> Directions
Copy the lines from the one containing "Would you please pick out the german" through the one containing "point(1171, 532)", inclusive, without changing anything.

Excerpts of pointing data
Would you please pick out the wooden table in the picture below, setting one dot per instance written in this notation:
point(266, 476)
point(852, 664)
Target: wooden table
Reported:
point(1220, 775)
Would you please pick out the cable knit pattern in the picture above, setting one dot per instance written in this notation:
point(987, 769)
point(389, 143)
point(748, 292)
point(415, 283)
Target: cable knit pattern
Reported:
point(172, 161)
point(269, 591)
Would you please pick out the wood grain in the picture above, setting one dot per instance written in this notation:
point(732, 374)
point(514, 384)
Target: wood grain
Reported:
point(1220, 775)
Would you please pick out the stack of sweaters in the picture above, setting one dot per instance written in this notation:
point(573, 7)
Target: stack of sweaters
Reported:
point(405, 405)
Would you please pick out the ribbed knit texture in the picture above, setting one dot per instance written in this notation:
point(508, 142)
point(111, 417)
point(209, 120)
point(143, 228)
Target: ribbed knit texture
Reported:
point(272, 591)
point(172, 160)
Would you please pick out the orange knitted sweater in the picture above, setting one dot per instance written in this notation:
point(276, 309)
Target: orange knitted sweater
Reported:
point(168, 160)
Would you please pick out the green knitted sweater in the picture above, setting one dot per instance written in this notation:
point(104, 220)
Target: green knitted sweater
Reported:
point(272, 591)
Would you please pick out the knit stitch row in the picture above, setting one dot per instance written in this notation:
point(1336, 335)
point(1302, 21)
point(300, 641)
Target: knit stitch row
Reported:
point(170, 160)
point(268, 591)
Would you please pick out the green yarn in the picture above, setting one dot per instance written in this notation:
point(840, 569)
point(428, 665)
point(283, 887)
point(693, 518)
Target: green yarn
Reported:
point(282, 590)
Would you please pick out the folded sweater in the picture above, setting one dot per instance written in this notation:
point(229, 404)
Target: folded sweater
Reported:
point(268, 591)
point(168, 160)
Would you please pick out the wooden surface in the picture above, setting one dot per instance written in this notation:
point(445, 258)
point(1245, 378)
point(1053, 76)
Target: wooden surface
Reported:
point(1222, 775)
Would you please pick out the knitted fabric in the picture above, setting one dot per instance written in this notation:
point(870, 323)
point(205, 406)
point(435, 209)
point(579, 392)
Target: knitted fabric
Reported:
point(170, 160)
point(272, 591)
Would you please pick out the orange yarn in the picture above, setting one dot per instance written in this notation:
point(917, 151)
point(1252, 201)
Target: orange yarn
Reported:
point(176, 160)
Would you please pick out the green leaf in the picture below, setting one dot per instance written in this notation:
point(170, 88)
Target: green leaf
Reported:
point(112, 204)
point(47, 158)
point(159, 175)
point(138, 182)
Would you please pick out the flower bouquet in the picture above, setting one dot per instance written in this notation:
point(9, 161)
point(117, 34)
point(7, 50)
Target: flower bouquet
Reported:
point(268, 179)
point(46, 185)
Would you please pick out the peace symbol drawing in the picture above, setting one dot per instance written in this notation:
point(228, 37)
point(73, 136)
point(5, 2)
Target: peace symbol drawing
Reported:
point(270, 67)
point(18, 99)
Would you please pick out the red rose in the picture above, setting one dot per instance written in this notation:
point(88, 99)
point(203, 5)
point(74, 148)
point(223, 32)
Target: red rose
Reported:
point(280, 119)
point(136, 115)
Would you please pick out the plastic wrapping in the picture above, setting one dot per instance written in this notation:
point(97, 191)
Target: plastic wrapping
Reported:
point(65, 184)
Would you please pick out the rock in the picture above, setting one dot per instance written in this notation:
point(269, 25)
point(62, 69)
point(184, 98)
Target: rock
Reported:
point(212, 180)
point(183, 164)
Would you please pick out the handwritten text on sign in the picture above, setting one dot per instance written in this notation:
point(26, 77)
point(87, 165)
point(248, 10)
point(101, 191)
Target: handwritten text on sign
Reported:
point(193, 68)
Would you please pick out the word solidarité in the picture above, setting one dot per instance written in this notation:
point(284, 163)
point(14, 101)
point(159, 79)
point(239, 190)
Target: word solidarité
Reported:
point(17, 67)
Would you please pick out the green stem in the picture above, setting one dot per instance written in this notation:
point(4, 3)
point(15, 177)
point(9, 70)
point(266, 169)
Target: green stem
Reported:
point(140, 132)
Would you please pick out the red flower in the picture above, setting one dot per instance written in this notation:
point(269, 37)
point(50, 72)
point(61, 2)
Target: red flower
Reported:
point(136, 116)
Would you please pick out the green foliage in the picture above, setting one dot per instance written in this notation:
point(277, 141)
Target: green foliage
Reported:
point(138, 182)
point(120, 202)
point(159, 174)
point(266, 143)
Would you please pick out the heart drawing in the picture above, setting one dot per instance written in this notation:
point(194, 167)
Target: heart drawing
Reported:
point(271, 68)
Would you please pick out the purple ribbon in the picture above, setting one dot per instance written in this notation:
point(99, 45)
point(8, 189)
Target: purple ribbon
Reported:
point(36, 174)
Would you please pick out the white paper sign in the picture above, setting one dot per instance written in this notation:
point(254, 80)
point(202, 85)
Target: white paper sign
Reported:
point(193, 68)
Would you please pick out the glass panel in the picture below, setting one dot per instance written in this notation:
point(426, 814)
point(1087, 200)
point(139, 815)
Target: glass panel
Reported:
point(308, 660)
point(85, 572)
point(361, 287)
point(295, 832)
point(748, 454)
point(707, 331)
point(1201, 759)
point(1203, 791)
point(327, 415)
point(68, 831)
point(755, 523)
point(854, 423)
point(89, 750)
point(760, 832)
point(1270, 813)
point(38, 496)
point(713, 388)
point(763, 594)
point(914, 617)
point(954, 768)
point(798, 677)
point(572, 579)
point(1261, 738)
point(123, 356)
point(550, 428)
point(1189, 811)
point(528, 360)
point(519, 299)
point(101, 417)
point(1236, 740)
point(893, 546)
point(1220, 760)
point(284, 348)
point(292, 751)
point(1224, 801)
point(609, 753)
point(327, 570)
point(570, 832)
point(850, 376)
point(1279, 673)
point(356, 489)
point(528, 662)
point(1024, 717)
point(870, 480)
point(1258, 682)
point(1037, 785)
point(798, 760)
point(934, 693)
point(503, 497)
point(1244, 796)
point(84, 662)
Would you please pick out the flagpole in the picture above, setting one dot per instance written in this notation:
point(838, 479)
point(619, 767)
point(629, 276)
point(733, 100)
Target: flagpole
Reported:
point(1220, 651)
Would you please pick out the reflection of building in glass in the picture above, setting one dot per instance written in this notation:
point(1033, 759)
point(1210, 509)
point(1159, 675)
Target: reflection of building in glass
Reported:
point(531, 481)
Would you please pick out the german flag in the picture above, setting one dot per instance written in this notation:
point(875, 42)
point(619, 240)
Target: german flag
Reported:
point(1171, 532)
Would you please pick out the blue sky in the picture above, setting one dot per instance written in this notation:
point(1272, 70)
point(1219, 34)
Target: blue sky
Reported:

> Written solution
Would you please pick out the german flag in the picture above, setting one dot per instance written in this notation:
point(875, 42)
point(619, 240)
Target: german flag
Reported:
point(1171, 532)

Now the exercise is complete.